BEGIN
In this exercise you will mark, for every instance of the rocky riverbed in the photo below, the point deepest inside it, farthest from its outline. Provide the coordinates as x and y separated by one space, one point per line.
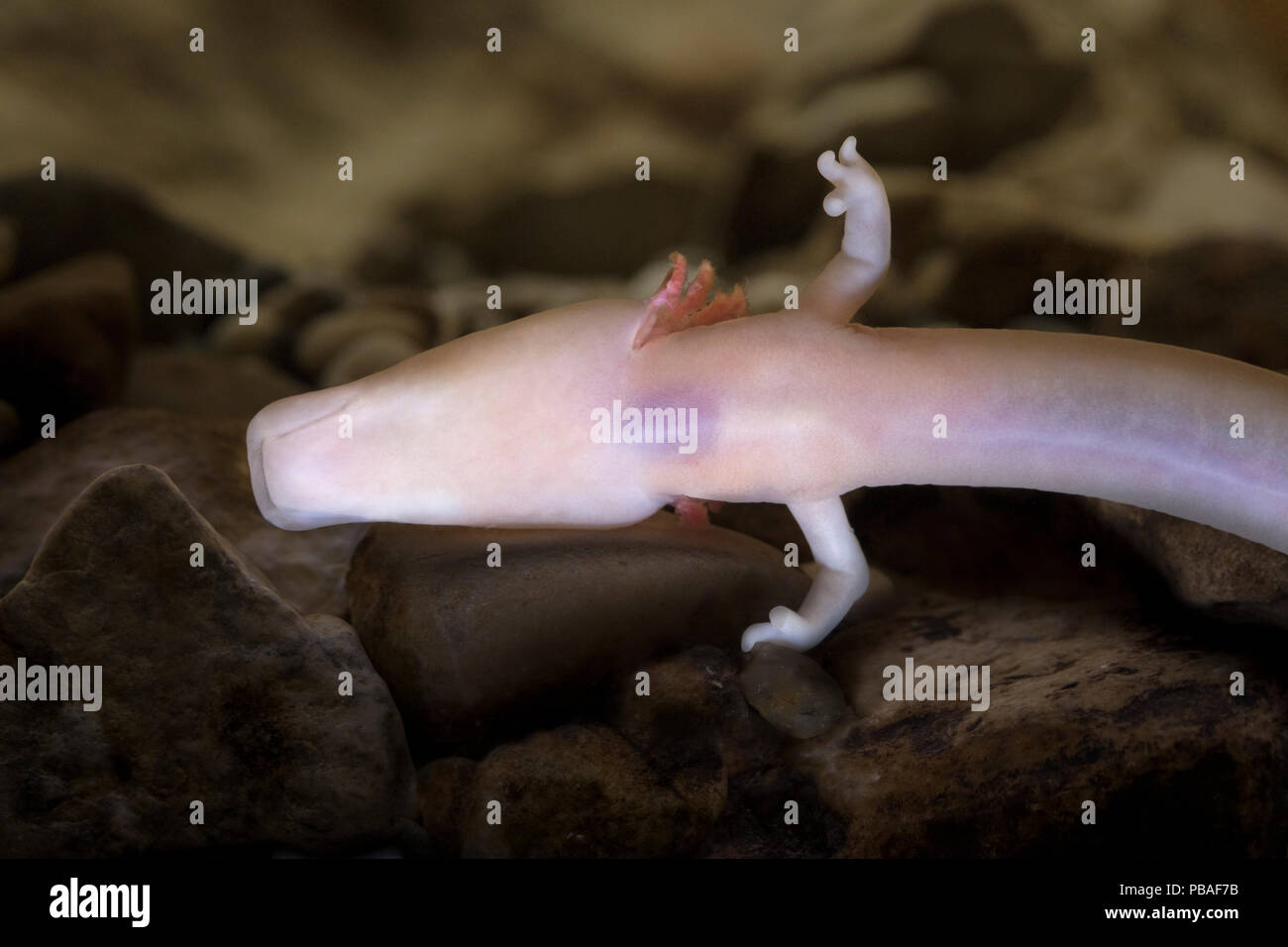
357 689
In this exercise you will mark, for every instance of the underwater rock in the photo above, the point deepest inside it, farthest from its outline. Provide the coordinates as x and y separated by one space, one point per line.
81 215
213 689
791 690
1233 578
576 791
11 425
694 724
368 355
8 247
65 337
442 791
205 384
473 651
282 311
1087 701
329 335
207 460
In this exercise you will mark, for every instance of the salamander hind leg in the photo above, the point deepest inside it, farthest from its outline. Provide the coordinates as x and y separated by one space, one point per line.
842 578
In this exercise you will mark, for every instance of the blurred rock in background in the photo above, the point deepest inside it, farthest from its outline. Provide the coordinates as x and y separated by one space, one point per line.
518 170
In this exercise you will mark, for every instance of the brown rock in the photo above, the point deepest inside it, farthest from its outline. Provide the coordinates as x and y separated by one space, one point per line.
791 690
326 337
213 689
207 460
206 384
8 247
65 337
1087 699
1233 578
442 789
369 355
694 725
472 651
581 792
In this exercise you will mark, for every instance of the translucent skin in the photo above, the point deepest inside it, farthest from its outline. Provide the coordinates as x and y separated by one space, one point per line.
795 406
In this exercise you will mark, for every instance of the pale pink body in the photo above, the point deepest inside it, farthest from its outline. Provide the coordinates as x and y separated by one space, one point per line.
795 407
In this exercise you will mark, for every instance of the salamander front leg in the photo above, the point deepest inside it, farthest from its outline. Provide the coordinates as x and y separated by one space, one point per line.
842 578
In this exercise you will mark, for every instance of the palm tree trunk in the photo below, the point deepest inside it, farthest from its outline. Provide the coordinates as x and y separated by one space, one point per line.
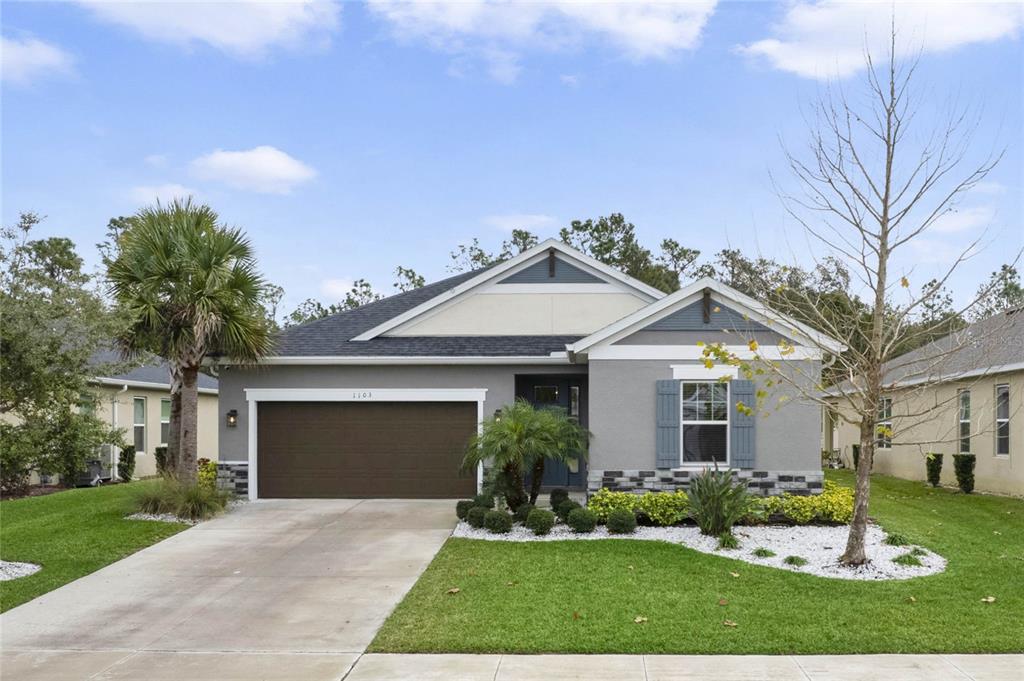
189 420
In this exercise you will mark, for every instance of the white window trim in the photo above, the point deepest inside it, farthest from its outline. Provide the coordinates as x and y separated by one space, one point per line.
961 421
995 412
255 395
700 465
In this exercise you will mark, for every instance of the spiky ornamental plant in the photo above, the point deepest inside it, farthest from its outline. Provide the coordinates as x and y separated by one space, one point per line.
189 289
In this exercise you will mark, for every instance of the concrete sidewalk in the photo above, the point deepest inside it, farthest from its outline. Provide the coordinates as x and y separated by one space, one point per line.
688 668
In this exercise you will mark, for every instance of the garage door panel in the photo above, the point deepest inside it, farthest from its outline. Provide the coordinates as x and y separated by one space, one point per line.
327 450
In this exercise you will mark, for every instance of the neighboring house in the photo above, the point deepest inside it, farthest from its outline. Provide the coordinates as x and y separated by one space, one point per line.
138 401
961 394
381 400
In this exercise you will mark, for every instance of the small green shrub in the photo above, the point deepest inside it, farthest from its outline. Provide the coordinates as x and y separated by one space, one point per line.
895 539
908 560
557 496
475 516
498 522
717 502
933 466
540 521
566 507
462 508
521 512
582 520
126 463
964 468
622 521
664 508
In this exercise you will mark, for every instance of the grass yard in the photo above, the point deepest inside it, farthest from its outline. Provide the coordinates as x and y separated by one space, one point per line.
71 534
586 596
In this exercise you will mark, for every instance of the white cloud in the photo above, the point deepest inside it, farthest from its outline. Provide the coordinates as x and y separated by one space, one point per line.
263 169
25 59
827 39
964 219
336 289
518 221
162 193
242 28
499 32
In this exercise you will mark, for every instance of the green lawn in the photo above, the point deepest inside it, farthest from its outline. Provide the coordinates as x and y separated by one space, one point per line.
584 596
71 534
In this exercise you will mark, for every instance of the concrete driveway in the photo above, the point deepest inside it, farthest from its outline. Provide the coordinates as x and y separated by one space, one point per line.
283 589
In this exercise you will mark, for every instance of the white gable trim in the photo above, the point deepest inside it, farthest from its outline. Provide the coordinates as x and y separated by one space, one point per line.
692 293
520 261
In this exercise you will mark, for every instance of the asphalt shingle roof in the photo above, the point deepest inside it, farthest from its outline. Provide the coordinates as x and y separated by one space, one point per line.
332 335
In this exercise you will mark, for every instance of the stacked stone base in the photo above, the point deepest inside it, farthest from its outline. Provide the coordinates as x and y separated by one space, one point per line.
760 482
233 477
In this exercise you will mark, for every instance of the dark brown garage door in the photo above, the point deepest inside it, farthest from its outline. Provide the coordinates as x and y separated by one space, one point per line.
388 450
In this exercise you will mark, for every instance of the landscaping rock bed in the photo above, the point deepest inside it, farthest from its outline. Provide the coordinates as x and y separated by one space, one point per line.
10 569
820 546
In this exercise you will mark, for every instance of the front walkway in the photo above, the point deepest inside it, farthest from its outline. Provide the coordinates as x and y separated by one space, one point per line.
282 589
688 668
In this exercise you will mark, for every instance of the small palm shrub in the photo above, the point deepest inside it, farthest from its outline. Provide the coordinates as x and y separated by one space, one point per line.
964 468
475 516
540 521
462 508
582 520
498 522
933 466
717 502
521 512
566 507
622 521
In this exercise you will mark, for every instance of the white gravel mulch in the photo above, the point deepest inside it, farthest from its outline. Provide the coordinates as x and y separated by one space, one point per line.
820 546
10 569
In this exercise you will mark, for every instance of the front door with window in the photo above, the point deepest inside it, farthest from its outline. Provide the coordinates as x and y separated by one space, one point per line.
560 392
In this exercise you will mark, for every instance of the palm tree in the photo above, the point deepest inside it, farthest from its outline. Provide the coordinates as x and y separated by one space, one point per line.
189 290
521 437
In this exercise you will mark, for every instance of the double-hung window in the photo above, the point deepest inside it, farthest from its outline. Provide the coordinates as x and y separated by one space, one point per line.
884 426
965 422
705 422
138 423
1003 420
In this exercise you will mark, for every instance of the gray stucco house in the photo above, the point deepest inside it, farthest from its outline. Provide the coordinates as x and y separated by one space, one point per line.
380 400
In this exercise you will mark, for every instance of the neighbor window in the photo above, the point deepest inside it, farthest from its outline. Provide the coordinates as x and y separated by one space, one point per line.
END
◆ Exercise instructions
Reproduce every one of the records above word for word, leaving out the pictures.

◆ Worked solution
In this exercise you will mark, for every instance of the rocky riverbed in the photo below, the point deepest inside it, farthest from its outline. Provide the coordinates as x and y separated by one space, one point per line.
357 689
In this exercise you will mark, for every instance of the underwater rock in the photo above, the point deepest inside it, farthest from its outline. Provide the coordinates as x and y separated by one space, one point per line.
81 215
213 689
791 690
1233 578
576 791
11 425
694 724
368 355
8 247
65 337
442 791
205 384
473 651
282 311
1087 701
329 335
207 460
In this exercise you will mark, for every instance of the salamander hind leg in the photo above, the point deepest inside it, farthest from its outline. Provide the coordinates as x and y separated by one space, one point per line.
842 578
In this exercise you will mark, for every instance of the blurred rock in background in the photo above, the point deepest inside it, farthest from its outline. Provide the coordinates as x and y separated by one space, one point per line.
518 170
In this exercise you will mark, for every instance of the brown rock in the photo above, the point deepest inside it, farthest from its outline. Provide the coordinates as x and y separated by one space, one point per line.
791 690
326 337
213 689
207 460
206 384
8 247
65 337
1087 699
1233 578
442 789
369 355
694 725
472 651
581 792
In this exercise you will mark, for every instance of the translucent skin in the photo above, the point deepest inside it, farthest from its outline. Provide the coordinates as x and y separated by one space, one point per line.
795 406
In this exercise you will mark, for every instance of the pale pink body in the photo above, the point deepest inside it, farthest from its outline. Provide the coordinates as x and y separated by one space, one point per line.
795 407
In this exercise you will mark, for every instance of the salamander front leg in the photo above, the point deepest inside it, farthest from its outline. Provide the coordinates as x and y separated by one space, one point per line.
842 578
In this exercise you will mark, for every instance of the palm tree trunk in the photo below, the point deepest inside it, farthest from its outline. Provide the coordinates as x and y separated by one space, one point per line.
189 420
In this exercise you will mark, for every instance of the white window trim in the photo above, the point deepest inside it, farthest from its outline. Provide the coordinates as x and y separated by one space, one point per line.
961 421
995 412
255 395
700 465
In this exercise you will mark, for every instance of the spiky ornamental plant in the photo above, the point deepest inside it, farthest from its outline. Provide the coordinates as x and y separated by one space, one point per line.
189 289
In this exercise you will mark, for every instance of the concrete sidewalk in the photo above, the point deepest inside it, farthest from its outline. Provide the coordinates as x and y separated by one space, one point per line.
688 668
In this exercise you will mark, for every instance of the garage door panel in the photo above, the point deepest inside it, farthest from its outline. Provide the coordinates as x and y separated by one space, one point per line.
327 450
In this exercise you will mark, for every instance of the neighboring house in the photo above, the point deepest inside it, farthest from its outline. Provide the coordinates as x and y separated by one space, one point per line.
138 401
961 394
381 400
In this exercise you will mark, for every instance of the small green shrub in the photo above, the point deepest inside it, farthest from its outline. Provide the coordinates as x and y separated by one space, one point per line.
895 539
908 560
557 496
475 516
498 522
717 502
933 466
540 521
566 507
462 508
521 512
582 520
126 463
964 468
622 521
664 508
In this exercise you will mark, for every instance of the grass yard in the photo above, the point deepest inside it, farthest from its outline. Provide the coordinates as x and y separated by one space, one point per line.
71 534
586 596
In this exercise you will mark, for every instance of the white cloud in the photo above, the point deepest inside it, farthest from its outline. Provide the coordinates as x and y separated by one space, one point per line.
263 169
25 59
827 39
964 219
336 289
518 221
162 193
242 28
499 32
In this exercise you will mark, for every instance of the green lawn in the photo above, the point deepest inside it, farthest from its outline. Provide the coordinates as x and y separated by one space, one point per line.
584 596
71 534
In this exercise you will mark, for every instance of the concrete driveway in the photo above, the point deepest inside it, farthest from its outline. Provide the coordinates as x and y separated by one space, one point per line.
283 589
In this exercise you will mark, for every instance of the white gable trim in the photo above, the point deepest inside it, farthest from its outline. Provide the coordinates as x and y separated by one space, one point per line.
692 293
520 261
In this exercise you will mark, for every instance of the asphalt shingle roof in the photo above, the point deepest inside it, farthest from its outline. Provide the coordinates as x and y separated by one space, one point per line.
332 335
In this exercise you will mark, for every instance of the stacked stone base in the photo above, the point deepest inside it, farthest from its outline. Provide the coordinates as x and y separated by one space, one point per line.
760 482
233 477
In this exercise you will mark, for every instance of the dark brown garage door in the photo above, the point deepest inside it, farthest from its outline. Provide the coordinates as x and y separated by one space, one point per line.
388 450
In this exercise you will mark, for every instance of the landscaping rock bed in the photo above, the point deepest inside it, farthest from its outline. Provide the coordinates as x and y separated by one space, one point per line.
10 569
820 546
In this exercise you will mark, for every instance of the front walkway in the photo above, the point deepest inside it, farthest from its outline. Provide the coordinates as x and y separated by one space, one point per line.
282 589
688 668
In this exercise you will mark, for every instance of the small palm shrub in the photo above, the point deepest inside it, farthest from its outline. Provide the coordinates as x and y separated by one space, one point per line.
964 468
475 516
540 521
462 508
582 520
498 522
933 466
717 502
521 512
566 507
622 521
In this exercise you will mark, for every instance of the white gravel mulch in the photo above, the point deepest inside it, farthest from its outline. Provide the coordinates as x and y separated by one space, one point per line.
820 546
10 569
In this exercise you will mark, for every instance of the front door with window in the photo above, the point deepest inside it, farthest from its outline. Provide the coordinates as x and y separated by one space, one point per line.
560 392
In this exercise you will mark, for every instance of the palm tree in the photo above, the point deepest inside it, farthest from its outline. Provide the coordinates as x and y separated by one space, one point per line.
189 290
521 437
In this exercise you will mark, for every instance of the double-hung window in the photo above, the point deepest inside it, farthest from its outline. Provide the coordinates as x and y separated by one space, one point per line.
884 426
965 422
705 422
138 423
1003 420
In this exercise you will mark, for every instance of the gray stucco house in the photo above, the point deepest inside it, farthest from its outline. Provide the coordinates as x and y separated by one space, one point per line.
380 400
In this exercise you will mark, for every instance of the neighbor window in the photo above, the point deepest inside it, farthest from its outline. Provide the coordinates as x and y separated by one space, one point per line.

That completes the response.